In the copy, include no images. Reproduce the entries exactly.

DATA PROVIDED ▸

== == ==

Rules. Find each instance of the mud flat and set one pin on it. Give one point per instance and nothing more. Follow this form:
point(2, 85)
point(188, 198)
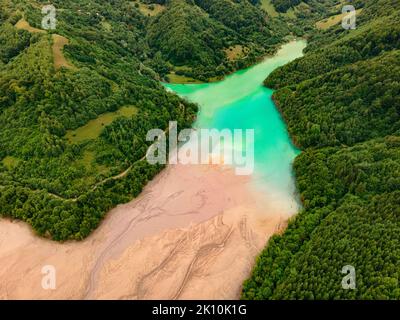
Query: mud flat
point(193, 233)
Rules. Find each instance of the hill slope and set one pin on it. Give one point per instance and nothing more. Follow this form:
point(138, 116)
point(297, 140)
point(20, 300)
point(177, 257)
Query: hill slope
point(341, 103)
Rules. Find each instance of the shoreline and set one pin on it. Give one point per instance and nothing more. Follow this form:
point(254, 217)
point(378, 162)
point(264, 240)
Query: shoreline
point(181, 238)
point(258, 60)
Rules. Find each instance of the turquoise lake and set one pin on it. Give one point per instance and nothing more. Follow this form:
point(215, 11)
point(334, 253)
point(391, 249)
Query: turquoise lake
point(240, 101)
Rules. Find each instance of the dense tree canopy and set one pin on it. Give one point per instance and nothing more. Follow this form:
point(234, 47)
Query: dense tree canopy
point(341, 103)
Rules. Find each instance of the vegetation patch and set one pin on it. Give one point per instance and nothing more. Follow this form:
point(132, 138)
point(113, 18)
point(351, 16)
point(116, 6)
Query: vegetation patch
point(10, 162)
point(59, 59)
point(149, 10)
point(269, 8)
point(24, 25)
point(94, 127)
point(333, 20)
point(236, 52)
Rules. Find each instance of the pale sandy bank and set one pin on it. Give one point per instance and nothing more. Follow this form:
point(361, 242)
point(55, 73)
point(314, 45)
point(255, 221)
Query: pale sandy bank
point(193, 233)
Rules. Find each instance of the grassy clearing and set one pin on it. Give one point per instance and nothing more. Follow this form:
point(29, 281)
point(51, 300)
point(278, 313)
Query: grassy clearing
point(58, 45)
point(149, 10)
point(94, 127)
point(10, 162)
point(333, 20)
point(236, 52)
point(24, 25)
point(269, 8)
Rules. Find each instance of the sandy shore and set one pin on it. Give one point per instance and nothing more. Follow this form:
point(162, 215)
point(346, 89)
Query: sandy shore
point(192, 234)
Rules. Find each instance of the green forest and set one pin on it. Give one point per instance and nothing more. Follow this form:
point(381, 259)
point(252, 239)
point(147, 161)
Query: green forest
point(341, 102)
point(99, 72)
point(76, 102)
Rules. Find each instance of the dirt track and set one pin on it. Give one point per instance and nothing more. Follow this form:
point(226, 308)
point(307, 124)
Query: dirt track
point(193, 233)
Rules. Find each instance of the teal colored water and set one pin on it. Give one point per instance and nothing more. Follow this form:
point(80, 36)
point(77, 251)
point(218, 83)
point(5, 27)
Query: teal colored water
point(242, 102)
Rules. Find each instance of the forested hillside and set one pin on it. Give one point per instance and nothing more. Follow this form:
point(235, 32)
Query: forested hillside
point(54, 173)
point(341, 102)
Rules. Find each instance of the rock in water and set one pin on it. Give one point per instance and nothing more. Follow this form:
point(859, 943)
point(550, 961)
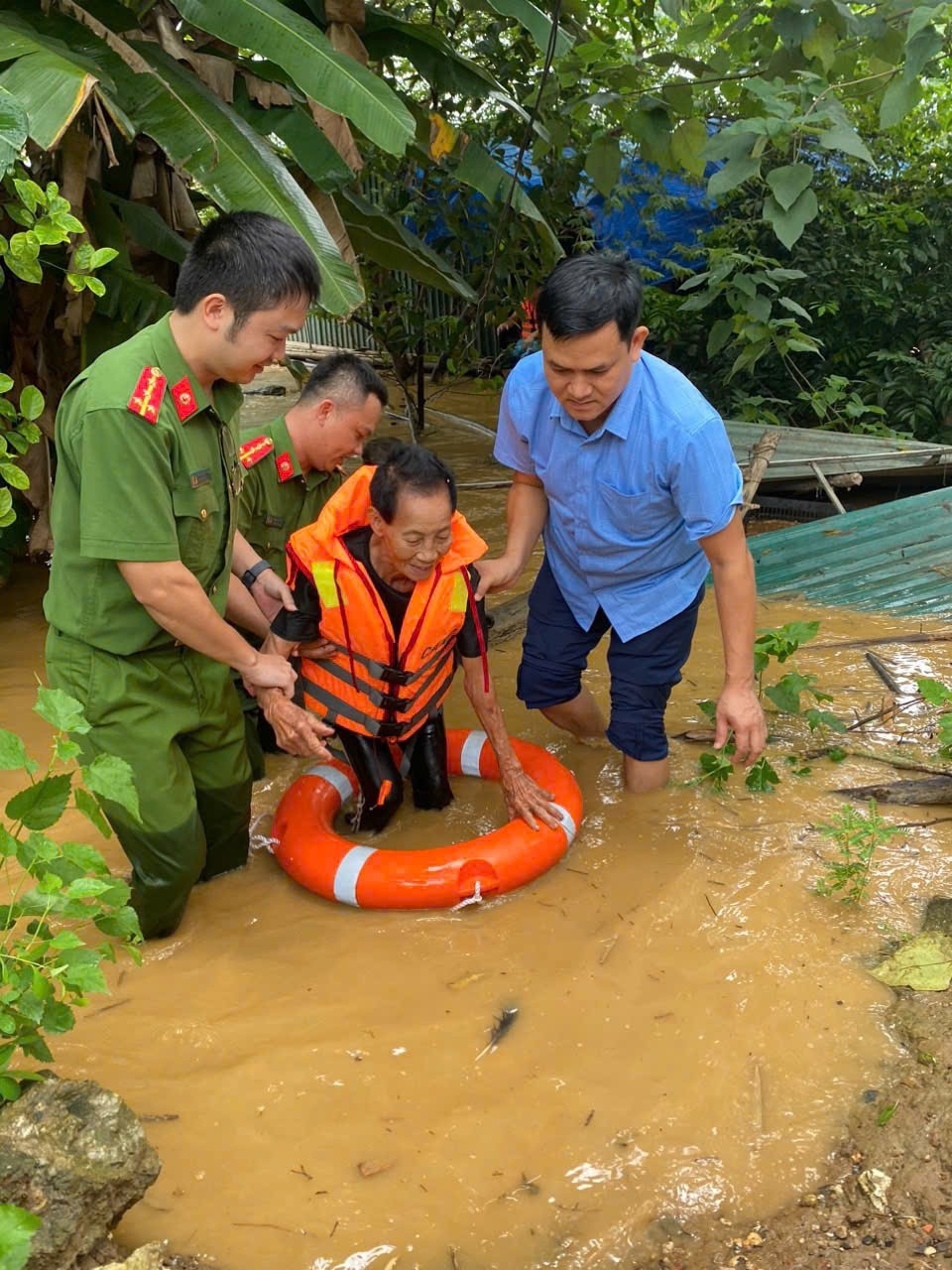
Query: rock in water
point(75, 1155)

== == ==

SOLUTION FOR THIS TASK ▸
Rules. Find each instance of the mud flat and set one pin on it. Give one point per instance and nothing more. Follow this form:
point(2, 85)
point(188, 198)
Query: mud flat
point(193, 233)
Rules. Find each instance of the hill slope and set one pin on it. Give one point per instance and nothing more. Follow this form:
point(138, 116)
point(297, 140)
point(20, 300)
point(177, 257)
Query: hill slope
point(341, 103)
Rules. Find each instance of the shoreline and set one pin on it. Give one point per instance and nothing more. Follow this form:
point(254, 217)
point(378, 162)
point(264, 240)
Query: shoreline
point(181, 238)
point(258, 60)
Rules. Find each instance of the turquoise lake and set one pin on it. Give one point per instance and nothing more. Follow this form:
point(215, 11)
point(334, 253)
point(391, 249)
Query: turquoise lake
point(240, 101)
Rules. Find each instance of the dense tree canopy and set one pin on it. Give one point per instance and nothing more. Follow this form:
point(234, 47)
Query: dense tree canopy
point(341, 103)
Rules. Find each instance of the vegetation patch and set one pin on it. Give one point per instance and nothing more. Follow this form:
point(132, 138)
point(113, 18)
point(351, 16)
point(116, 6)
Query: vegetation patch
point(10, 162)
point(59, 59)
point(149, 10)
point(269, 8)
point(24, 25)
point(94, 127)
point(333, 20)
point(236, 52)
Rules. Find each instance of the pale sandy bank and set one pin on it. Give one point per instance and nothing more. Follow this form:
point(361, 242)
point(55, 73)
point(314, 45)
point(255, 221)
Query: pale sandy bank
point(193, 233)
Rules. Find each instance of the grassy clearing and set one pin on it. Give one point per instance and nothing more. Follow this form:
point(29, 281)
point(51, 300)
point(278, 313)
Query: grassy clearing
point(58, 45)
point(149, 10)
point(94, 127)
point(10, 162)
point(333, 20)
point(236, 52)
point(24, 25)
point(269, 8)
Rules. Find each instance of the sandy shore and set one pin on it. Give one point per instance and nothing more. Follow this form:
point(162, 215)
point(346, 89)
Query: sandy shore
point(192, 234)
Rules. Find each instance of the green forest and set one pin on it. Give one point per instance and nothing more. Follow this form:
point(381, 259)
point(252, 239)
point(147, 161)
Query: green forest
point(341, 102)
point(99, 72)
point(76, 102)
Rules. Find each instance of the dirt track and set one pin on it. Give one point per instance and nothing more. Follow this form:
point(226, 308)
point(307, 124)
Query: dirt track
point(193, 233)
Rules. Find each instance of the teal colored water and set one pin on it. Give one point per instance and nothing more. Follow this form:
point(80, 36)
point(77, 251)
point(218, 83)
point(5, 27)
Query: teal colored water
point(242, 102)
Rules. Find each instance of the forested hillside and set one pin on it. Give one point per instance and nothing more. Follow this form:
point(235, 32)
Query: forested hillside
point(54, 173)
point(341, 102)
Rules. Find each instance of the rock in water and set one pin on it. Give one point per instance and nothing more. Follow this form:
point(859, 943)
point(550, 961)
Query: rock in water
point(75, 1155)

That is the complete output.